- Qué hacer -
Enumera todos los personajes de novela que se mencionan por su nombre en el fragmento de origen.

Julios de prestigio hubo muchos en la historia: Julio César, Julio Cortázar, Julio Verne. Hoy hablamos del escritor francés...
Sí, me refiero al que siempre estuvo disponible, como un inseparable amigo, durante esos años de infancia y juventud. El que me ayudaba a conciliar el sueño cuando me iba a la cama, el que me entretenía las largas tardes de invierno mientras caía la lluvia tras la ventana, incluso el que me acompañaba sin una queja cuando tuve que guardar cama en alguna ocasión por motivo de una enfermedad pasajera. Nunca me falló. Y recibí mucho a cambio: el placer de la lectura, participar en aventuras y viajes imposibles contrarreloj, disfrutar de las peripecias de personajes como Phileas Fogg, el profesor Lidenbrock o el Capitán Nemo, luchar contra animales prehistóricos, dar la vuelta al mundo en 80 días, pelear contra los piratas próximos al faro del fin del mundo, viajar a la Luna, sumergirme en las profundidades del océano a bordo del Nautilus, descender hasta el corazón mismo del planeta introduciéndome por el cráter del Sneffels e internándome por ese dédalo de oscuras y frías galerías…
Con este escritor podía viajar, traspasar fronteras, visitar países y gentes sin ayuda del televisor y sin moverme de mi casa. Porque para eso estaba el globo, protagonista de más de una novela, que me servía para alejarme del mundo prosaico y anodino que me tocó vivir en aquellos días sin libertad, en una España plomiza, gris, llena de prohibiciones. Una España en blanco y negro, como la tele o el Nodo de aquellos tiempos terribles…Y la lectura obraba el milagro de trasladarme a otros remotos lugares, llenos de islas fantásticas, enemigos despiadados, animales salvajes, expediciones peligrosas. Y así, con la ayuda del globo, conseguir evadirme, elevarme, alejarme y, de mano de vientos favorables, poder llegar a tantos sitios sin necesidad de pasaporte ni de aduanas. El mundo, con todas sus maravillas, quedaba al alcance de mi mano.

- Datos del ejercicio -
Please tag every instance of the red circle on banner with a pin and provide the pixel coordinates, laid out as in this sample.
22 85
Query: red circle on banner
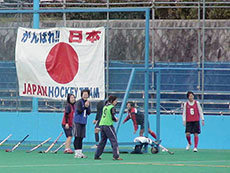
62 63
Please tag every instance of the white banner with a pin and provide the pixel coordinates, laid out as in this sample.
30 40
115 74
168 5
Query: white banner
53 62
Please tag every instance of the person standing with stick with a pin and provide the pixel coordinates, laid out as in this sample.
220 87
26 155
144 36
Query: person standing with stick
107 129
192 113
80 120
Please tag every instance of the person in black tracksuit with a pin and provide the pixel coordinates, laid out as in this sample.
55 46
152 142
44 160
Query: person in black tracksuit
100 106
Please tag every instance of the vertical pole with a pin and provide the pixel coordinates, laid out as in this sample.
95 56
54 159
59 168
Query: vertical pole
153 43
36 21
146 95
199 48
158 122
107 51
64 14
125 98
203 53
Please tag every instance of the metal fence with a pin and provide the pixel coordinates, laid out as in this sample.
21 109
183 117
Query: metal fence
196 41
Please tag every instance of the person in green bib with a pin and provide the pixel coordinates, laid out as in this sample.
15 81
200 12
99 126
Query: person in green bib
107 129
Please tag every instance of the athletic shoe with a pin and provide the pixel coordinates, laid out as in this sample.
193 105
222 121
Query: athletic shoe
188 147
83 156
117 158
68 151
77 156
195 150
97 158
95 146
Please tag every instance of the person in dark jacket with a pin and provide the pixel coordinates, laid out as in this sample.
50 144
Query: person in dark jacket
67 122
100 106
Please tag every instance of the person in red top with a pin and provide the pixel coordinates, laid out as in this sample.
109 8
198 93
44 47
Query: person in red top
67 122
192 113
138 119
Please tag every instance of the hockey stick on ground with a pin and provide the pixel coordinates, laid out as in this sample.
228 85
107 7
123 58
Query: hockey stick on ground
51 146
170 152
5 139
39 145
55 151
17 145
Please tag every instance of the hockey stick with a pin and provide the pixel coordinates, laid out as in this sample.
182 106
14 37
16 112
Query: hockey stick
5 139
39 145
170 152
51 146
55 151
17 145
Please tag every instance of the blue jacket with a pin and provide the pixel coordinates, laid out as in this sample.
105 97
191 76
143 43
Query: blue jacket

- Respuesta -
Phileas Fogg, el profesor Lidenbrock y el Capitán Nemo.